PDA

View Full Version : Low rendering performance



Sergey K.
06-11-2007, 01:39 PM
The problem is that i have a relatively low FPS while rendering a scene:

FPS: 20
Triangles: 274180
Batches (DIPs): 11
MTriangles/s: about 5.3

Geometry is a fullscreen terrain with bumpmapping and an keyframe-interpolated bumpmapped model.

GeForce 6600 256Mb
P-IV Northwood 2.2 GHz

Internal GPU timing says that GPU idle time is within 2-5%

What could be the problem? (or is it realy a problem?)

Jackis
06-11-2007, 02:13 PM
Do you store all your data in VBO?
Does FPS increase when you switch your screen resoulution DOWN (fill-rate limited) or not?

TASK REQUIREMENTS: In the forum thread on low rendering performance above, list each statistic shown in the block that directly follows "a relatively low FPS while rendering a scene:", along with its value.

DATA PROVIDED:
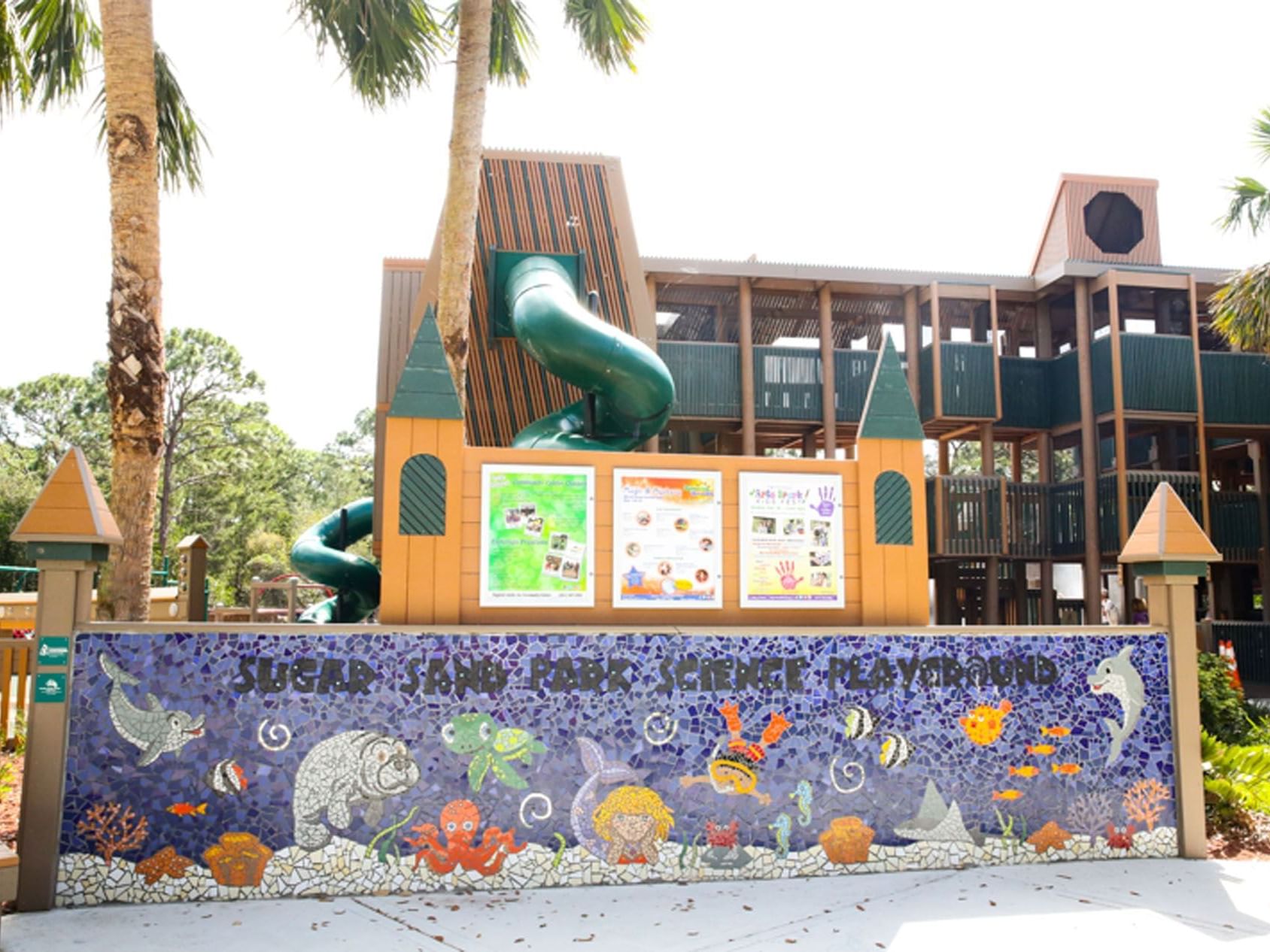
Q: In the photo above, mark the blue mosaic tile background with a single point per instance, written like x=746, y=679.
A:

SOLVED EXERCISE:
FPS: 20
Triangles: 274180
Batches (DIPs): 11
MTriangles/s: about 5.3